Exercise description> Starting with the line that contains "Kindly place a point on the wooden cabinet" and going through the last row below, write every line as a numbered list, including both the first and last lines. Leave out any blank lines.

The input>
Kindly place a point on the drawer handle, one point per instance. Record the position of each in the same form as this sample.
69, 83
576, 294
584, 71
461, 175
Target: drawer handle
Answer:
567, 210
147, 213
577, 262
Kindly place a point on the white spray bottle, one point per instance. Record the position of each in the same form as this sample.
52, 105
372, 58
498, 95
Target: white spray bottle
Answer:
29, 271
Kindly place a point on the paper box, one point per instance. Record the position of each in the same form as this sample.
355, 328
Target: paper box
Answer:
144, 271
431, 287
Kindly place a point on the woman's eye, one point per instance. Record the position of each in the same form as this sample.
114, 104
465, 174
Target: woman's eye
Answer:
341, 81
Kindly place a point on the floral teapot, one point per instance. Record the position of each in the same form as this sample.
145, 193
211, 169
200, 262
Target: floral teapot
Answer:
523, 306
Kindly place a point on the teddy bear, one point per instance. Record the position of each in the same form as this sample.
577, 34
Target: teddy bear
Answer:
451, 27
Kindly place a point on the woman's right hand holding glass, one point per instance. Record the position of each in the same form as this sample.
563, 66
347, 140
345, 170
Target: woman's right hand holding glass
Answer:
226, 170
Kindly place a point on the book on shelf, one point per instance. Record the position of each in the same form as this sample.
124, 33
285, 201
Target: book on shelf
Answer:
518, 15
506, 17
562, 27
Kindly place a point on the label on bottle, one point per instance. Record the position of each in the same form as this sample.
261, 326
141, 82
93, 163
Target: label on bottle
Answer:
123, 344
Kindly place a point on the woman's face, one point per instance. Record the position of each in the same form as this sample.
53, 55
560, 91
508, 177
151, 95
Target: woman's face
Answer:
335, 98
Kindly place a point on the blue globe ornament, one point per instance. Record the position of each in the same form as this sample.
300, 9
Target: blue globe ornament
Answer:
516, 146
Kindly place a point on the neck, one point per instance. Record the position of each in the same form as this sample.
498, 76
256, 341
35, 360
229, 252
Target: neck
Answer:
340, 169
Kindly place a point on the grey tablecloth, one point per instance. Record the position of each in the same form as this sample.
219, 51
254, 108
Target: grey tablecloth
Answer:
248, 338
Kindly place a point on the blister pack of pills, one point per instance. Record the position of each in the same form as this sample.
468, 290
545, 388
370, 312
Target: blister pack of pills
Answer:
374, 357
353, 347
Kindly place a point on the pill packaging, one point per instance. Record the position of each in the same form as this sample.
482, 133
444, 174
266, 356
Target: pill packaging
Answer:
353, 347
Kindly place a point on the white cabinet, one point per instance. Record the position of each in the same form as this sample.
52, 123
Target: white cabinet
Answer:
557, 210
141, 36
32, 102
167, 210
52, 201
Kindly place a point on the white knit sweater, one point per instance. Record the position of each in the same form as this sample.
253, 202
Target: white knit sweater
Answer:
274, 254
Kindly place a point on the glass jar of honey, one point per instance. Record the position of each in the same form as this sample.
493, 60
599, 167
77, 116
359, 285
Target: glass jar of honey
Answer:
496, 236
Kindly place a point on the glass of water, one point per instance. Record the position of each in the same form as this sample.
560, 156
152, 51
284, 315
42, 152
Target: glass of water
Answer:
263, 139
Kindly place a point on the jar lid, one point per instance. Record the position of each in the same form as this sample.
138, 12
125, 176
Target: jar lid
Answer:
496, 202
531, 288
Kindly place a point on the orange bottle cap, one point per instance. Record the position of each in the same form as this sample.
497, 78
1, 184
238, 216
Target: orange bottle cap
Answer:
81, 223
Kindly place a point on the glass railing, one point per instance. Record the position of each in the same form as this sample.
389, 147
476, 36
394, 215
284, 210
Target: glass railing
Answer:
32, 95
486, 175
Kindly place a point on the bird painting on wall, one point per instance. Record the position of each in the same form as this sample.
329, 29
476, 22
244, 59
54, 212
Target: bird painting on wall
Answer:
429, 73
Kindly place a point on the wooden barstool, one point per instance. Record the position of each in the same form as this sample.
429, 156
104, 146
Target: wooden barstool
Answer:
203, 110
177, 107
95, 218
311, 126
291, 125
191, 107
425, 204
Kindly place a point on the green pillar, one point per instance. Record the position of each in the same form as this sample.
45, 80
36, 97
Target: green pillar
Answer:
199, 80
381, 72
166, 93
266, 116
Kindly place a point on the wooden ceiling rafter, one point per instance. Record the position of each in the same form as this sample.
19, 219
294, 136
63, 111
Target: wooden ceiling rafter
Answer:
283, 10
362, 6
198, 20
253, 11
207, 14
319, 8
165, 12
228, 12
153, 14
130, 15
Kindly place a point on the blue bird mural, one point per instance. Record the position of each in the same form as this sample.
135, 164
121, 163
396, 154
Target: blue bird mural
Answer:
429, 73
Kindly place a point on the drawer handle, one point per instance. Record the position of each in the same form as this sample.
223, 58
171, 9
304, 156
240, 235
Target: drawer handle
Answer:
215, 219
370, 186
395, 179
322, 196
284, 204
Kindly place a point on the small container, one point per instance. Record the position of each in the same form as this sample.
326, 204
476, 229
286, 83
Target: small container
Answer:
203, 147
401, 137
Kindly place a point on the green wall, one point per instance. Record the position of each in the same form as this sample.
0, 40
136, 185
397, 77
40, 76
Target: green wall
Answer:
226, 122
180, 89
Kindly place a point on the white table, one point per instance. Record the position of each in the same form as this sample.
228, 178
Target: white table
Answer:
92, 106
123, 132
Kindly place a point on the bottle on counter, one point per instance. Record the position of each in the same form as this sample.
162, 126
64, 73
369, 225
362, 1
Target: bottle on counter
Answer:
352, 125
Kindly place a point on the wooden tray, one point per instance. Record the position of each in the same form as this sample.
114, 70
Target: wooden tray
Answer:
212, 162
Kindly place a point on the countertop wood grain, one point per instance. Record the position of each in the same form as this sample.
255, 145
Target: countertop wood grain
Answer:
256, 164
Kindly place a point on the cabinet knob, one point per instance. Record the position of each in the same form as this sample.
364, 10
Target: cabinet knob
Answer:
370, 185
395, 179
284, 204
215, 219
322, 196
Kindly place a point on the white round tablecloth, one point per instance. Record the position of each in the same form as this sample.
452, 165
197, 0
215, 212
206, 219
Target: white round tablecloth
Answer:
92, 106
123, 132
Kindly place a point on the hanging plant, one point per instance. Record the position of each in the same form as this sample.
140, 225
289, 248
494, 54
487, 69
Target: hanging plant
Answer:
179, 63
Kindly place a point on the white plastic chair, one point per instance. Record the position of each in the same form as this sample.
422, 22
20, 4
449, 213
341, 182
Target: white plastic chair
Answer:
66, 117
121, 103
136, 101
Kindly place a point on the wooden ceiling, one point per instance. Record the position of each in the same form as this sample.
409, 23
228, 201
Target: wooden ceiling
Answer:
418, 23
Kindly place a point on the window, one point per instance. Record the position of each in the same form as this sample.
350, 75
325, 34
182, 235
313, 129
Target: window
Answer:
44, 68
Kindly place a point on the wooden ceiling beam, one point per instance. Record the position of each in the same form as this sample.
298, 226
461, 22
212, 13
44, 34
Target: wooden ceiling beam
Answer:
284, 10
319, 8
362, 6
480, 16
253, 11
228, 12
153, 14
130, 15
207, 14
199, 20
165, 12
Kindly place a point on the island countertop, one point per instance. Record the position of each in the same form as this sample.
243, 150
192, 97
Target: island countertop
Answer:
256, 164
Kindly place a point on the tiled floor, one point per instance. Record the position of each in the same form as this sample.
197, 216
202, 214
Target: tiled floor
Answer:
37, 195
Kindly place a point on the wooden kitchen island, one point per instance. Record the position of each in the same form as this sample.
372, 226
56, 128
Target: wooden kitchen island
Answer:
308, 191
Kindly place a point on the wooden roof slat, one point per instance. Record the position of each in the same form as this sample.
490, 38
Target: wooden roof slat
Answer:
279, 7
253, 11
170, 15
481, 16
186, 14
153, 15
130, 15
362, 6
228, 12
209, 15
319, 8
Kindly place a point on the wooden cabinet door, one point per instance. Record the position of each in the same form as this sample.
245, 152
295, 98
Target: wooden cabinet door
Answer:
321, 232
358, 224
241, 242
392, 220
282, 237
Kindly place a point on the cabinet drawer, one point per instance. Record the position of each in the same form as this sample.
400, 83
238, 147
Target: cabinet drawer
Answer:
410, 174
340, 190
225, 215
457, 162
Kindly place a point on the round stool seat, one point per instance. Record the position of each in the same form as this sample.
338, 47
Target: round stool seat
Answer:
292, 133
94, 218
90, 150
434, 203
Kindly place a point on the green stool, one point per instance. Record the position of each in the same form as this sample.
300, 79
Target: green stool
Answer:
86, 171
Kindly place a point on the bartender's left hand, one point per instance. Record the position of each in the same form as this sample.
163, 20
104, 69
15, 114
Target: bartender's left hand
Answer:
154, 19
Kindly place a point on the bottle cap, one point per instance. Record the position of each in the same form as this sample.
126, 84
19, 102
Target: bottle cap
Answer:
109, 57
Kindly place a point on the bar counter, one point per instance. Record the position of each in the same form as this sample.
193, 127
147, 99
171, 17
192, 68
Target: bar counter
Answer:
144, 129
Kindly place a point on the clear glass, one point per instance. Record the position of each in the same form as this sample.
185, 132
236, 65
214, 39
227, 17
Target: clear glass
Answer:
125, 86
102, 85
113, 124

The response>
1. Kindly place a point on the wooden cabinet door, one point per instance. Record the position of each in the same form as this sample.
2. 245, 152
3. 295, 98
4. Target: wooden cabinet door
5. Answer:
6. 321, 232
7. 358, 224
8. 241, 242
9. 392, 220
10. 282, 237
11. Kindly place a point on the cabinet drawer, one point per instance. Record the position of each in the same form as this sample.
12. 400, 83
13. 238, 147
14. Target: cabinet drawer
15. Answer:
16. 410, 174
17. 340, 190
18. 225, 215
19. 457, 162
20. Kindly place a point on the round stool seat, one point per instance. Record the position of each in the same form as this sample.
21. 338, 47
22. Target: round stool seat
23. Answer:
24. 292, 133
25. 94, 218
26. 90, 150
27. 434, 203
28. Kindly place a point on the green stool, one point per instance. Record the position of each in the same form as this sample.
29. 300, 79
30. Target: green stool
31. Answer:
32. 86, 171
33. Kindly place a point on the bartender's left hand, one point per instance. Record the position of each in the same form as this sample.
34. 163, 20
35. 104, 69
36. 15, 114
37. Target: bartender's left hand
38. Answer:
39. 154, 19
40. Kindly place a point on the bottle cap, one point per instance. Record the position of each in the same form as this sample.
41. 126, 84
42. 19, 102
43. Target: bottle cap
44. Answer:
45. 109, 57
46. Kindly place a point on the bar counter, one point per instance. Record the position of each in the same form as this sample.
47. 193, 127
48. 147, 99
49. 171, 17
50. 192, 68
51. Target: bar counter
52. Answer:
53. 144, 129
54. Kindly place a point on the clear glass, one point per instance. Record the position of each in the same form as this sample.
55. 185, 132
56. 236, 65
57. 214, 39
58. 227, 17
59. Target: clear glass
60. Answer:
61. 125, 86
62. 102, 85
63. 113, 124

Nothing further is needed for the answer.